## Page
•••

Although these methods perform well and provide crucial parameters for EWS, they require a huge amount of monitoring data to analyze the deformation mechanism. The least developed landslide-prone regions suffer the most²² because they cannot afford or do not have the available resources to monitor the parameters for landslide deformation analysis and prediction, such as information about groundwater, shear tension, pore water pressure etc. To overcome the limitations, a variety of computational intelligence methods have been applied in landslide study to achieve scientifically valid and accurate results^{23,24,25,26,27,28}. These methods can maximize the extraction of useful information from limited data for landslide displacement prediction.

Landslide evolution is a complex nonlinear dynamic process, and is influenced by geological conditions of landslide mass and external triggering factors (e.g. precipitation, earthquake, human engineering activities, etc.). The displacement data includes multiple deformation information with various rules²⁹. Wavelet transform (WT) is an effective signal processing algorithm which can decompose time series signals into several components with different frequencies. Many researchers have tried to predict landslide using artificial neural networks (ANN) methods^{30,31,32,33,34}. The conventional ANN models can process nonlinear problems, but the selection of network structure and parameters is mainly dependent on experience. In addition, some other drawbacks of the traditional ANNs models are associated with excessive tunable parameters, slow learning rate, high possibility of entrapment in local minima, long computational time, and over-tuning³⁵. Extreme learning machine is an algorithm based on single-hidden layer feed-forward neural network, which has been reported with good prediction capacity^{36,37,38,39,40}. However, the random connection weights between the input and hidden layers make the output of ELM fluctuant. Consequently, ELM was introduced into Kernel learning and the kernel-based ELM (KELM) was proposed by Huang et al.⁴¹. Considering that the performance of KELM is affected by its parameters^38,41, it is significant to select appropriate parameters. The artificial bee colony (ABC) is a swarm intelligence-based global optimization algorithm, and has been utilized to search the optimal parameters of KELM due to its high accuracy and fast convergence characteristic⁴².

•••

## Given entries
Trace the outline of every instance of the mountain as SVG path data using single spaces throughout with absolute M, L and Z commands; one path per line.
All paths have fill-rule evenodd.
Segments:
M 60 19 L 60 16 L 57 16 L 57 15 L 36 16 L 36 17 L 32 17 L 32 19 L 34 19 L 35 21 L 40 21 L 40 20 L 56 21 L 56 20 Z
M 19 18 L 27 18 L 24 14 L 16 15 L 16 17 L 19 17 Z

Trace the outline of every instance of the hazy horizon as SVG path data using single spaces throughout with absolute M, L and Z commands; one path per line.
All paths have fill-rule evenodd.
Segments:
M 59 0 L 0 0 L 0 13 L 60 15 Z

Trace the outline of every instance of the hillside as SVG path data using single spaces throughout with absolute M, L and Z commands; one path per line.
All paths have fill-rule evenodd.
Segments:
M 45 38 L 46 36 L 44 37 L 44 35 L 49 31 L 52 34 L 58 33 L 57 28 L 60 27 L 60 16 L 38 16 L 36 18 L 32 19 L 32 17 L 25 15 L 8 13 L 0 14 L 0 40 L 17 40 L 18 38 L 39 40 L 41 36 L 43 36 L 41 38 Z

•••

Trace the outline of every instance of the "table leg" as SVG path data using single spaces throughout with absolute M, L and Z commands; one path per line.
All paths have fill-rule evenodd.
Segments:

•••

## Problems
(a) Reproduce the stretch of the landslide prediction text from "Although these methods" through "landslide displacement prediction.".
(b) According to the landslide prediction text, which algorithm has been used to search for the optimal parameters of KELM?
(c) Translate this sentence from the landslide prediction text into Spanish: "Wavelet transform (WT) is an effective signal processing algorithm which can decompose time series signals into several components with different frequencies."

## Outputs in order
(a)
Although these methods perform well and provide crucial parameters for EWS, they require a huge amount of monitoring data to analyze the deformation mechanism. The least developed landslide-prone regions suffer the most²² because they cannot afford or do not have the available resources to monitor the parameters for landslide deformation analysis and prediction, such as information about groundwater, shear tension, pore water pressure etc. To overcome the limitations, a variety of computational intelligence methods have been applied in landslide study to achieve scientifically valid and accurate results^{23,24,25,26,27,28}. These methods can maximize the extraction of useful information from limited data for landslide displacement prediction.

(b) The artificial bee colony (ABC) algorithm.

(c) La transformada wavelet (WT) es un algoritmo eficaz de procesamiento de señales que puede descomponer señales de series temporales en varios componentes con diferentes frecuencias.